**WHAT TO WORK ON:** Output exactly, please, the lines of the records below from the one containing "of the green" through the final line.

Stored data
# # # # # # #
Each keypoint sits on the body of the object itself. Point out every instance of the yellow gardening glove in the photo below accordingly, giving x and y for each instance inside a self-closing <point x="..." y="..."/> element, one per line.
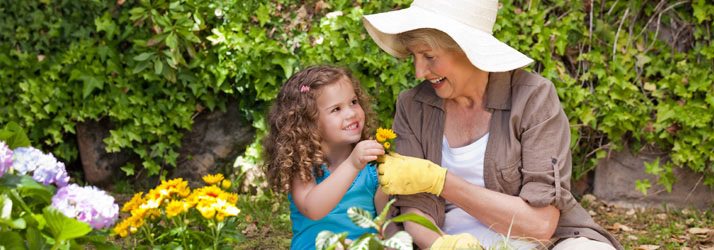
<point x="408" y="175"/>
<point x="459" y="241"/>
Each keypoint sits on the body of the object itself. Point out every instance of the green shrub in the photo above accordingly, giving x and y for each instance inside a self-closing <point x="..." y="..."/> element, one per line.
<point x="629" y="73"/>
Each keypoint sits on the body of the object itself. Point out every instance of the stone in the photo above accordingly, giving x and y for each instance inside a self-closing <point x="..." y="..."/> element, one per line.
<point x="615" y="179"/>
<point x="215" y="140"/>
<point x="98" y="165"/>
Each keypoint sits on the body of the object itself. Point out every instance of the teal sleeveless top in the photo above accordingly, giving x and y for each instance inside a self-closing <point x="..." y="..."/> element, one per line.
<point x="360" y="194"/>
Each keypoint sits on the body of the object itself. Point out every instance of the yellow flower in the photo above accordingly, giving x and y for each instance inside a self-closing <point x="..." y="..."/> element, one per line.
<point x="213" y="179"/>
<point x="226" y="184"/>
<point x="175" y="208"/>
<point x="384" y="134"/>
<point x="133" y="203"/>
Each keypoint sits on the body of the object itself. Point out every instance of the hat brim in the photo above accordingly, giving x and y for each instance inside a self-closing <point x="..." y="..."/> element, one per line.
<point x="482" y="49"/>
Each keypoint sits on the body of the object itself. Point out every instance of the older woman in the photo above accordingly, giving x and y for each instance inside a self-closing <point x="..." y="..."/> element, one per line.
<point x="498" y="133"/>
# # # # # # #
**THE REPLY:**
Each keypoint sits on the body of the object itself. Point out every instance of the green shrub in the photo above accordingly, giving x and y for each instance inside a self-closing <point x="..." y="..."/> element, one per line.
<point x="629" y="73"/>
Each keypoint sits on the body of the object itself. Point out every instance of the stone in the photo above accordingly, giving x and y for each instance inside a self-closing <point x="..." y="..."/> element, one per line.
<point x="615" y="179"/>
<point x="215" y="140"/>
<point x="98" y="165"/>
Each keypoint sits on the body of the object itself. Point out every instance of the teal sleeveless top in the photo above accordingly, giving x and y for each instance inside a self-closing <point x="..." y="..."/> element, one per line.
<point x="360" y="194"/>
Each keypoint sits on the body of the object itself. Point out every instance of the yellow flower in the photo above accordingly, giving x and y for each instance inside a self-closing <point x="..." y="..."/> element, one per line.
<point x="213" y="179"/>
<point x="226" y="184"/>
<point x="175" y="208"/>
<point x="384" y="134"/>
<point x="133" y="203"/>
Each keypoint sits on the body of the object itself. Point out every instance of the hat brim in the photo above accordingly, giving x and y for each instance inside a self-closing <point x="..." y="..."/> element, one per line.
<point x="482" y="49"/>
Each keypoint sits on the body of the object itself. Point out every instance of the older woman in the photo above accordingly, giving x and y for each instance inside a self-closing <point x="..." y="..."/> element, one per line.
<point x="498" y="133"/>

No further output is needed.